WHAT THE TASK REQUIRES: Continue the confessional passage below about the writer's regrets from growing up, picking up right after its last sentence.

PASSAGE:
I don't feel like completely unburdening my conscience, though I can confess I treated my brother badly growing up, at least part of the time.  We fought quite a bit, at least until I hit high school.  I think more than anything I was very tightly wound up and he was an easy target for aggression.  I also regret that during high school I learned saxophone (his instrument) and mastered it quickly, causing him to give up the instrument.  In this particular case, I wasn't trying to show him up, but I really needed to learn saxophone to be part of the high school jazz band.

In general, I had boundary issues and wanted my friends' toys (pre-high school) and sometimes (often) didn't respect proper limits.  It's possible that I didn't really change my ways until after university.  I sometimes still cringe when thinking about things I did growing up.

I have gotten slightly better over the years, but while younger I needed everyone to know just how hard I was working.  I also usually wanted to be the smartest person in the room, though it was ok if I was the only one who knew it.  (I suppose I might as well admit that I don't really care about prizes or work certificates if I don't have any respect for the people giving the awards.  I only really want recognition from people I consider my intellectual peers.)  Now that I am older I usually try to deflect rather than going on and on about something I am interested in and/or am doing but seems designed to make me look smarter than everybody else.  That said, I still let it drop at work that I was reading Darwin and Freud.

INFORMATION PROVIDED:
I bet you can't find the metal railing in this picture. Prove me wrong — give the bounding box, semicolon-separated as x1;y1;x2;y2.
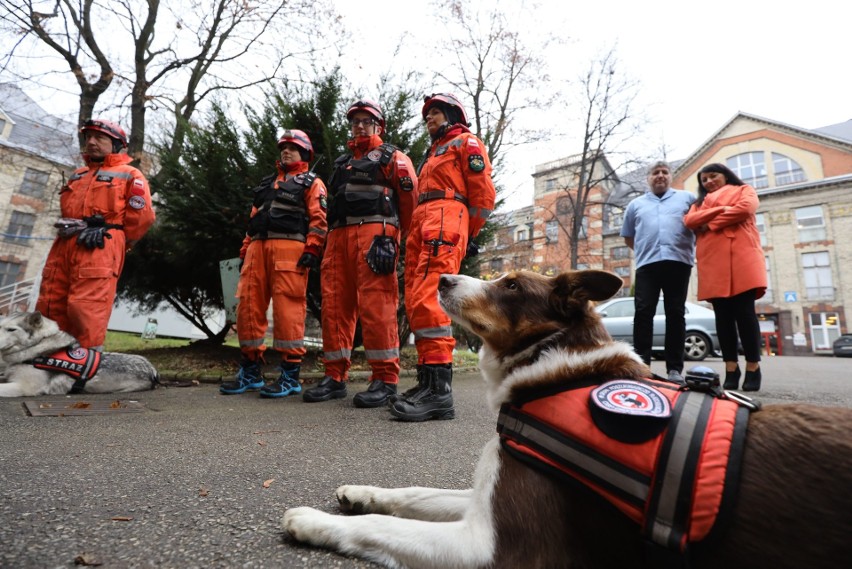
0;276;41;316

THE RESULT:
Probably the worst academic thing I ever did was to run a survey but not return the results to the people who had gathered the data for me.  Basically, life overwhelmed me.  We had our second baby and decided to move back from England to Chicago; I just couldn't find the time to process the data and get it back.  Even up to a year later, I could have swallowed my pride and apologized for the unreasonable delay and gotten back to them.  And I just couldn't face up to it and get it done.  But this ended up being a self-inflicted wound, since now (10 years on) I don't have the right to do anything with the data, even though it could have resulted in an interesting paper or two.  After this move, I did somewhat drag my feet on wrapping up the documentation on a work project, which cost my former company some money, so I regret that as well.  On the whole, I was much better about picking times to leave companies so that I didn't leave them in the lurch.  Also I didn't finish up two book reviews for academic journals nor did I return the books, though this was a lesser issue, and I no longer feel as much regret as I once did.  There are plenty of other projects I never finished, but none of them was an actual obligation that I shirked or failed to deliver.

These days I certainly feel uncharitable towards people who don't share my core values and political beliefs and sometimes I do wish them ill.  However, I don't actually feel contrite about it (at least at the moment), so I don't see any prospect for changing any time soon. 

That's as deep as I am willing to go.  No more confessions for at least another week.  On to Rousseau...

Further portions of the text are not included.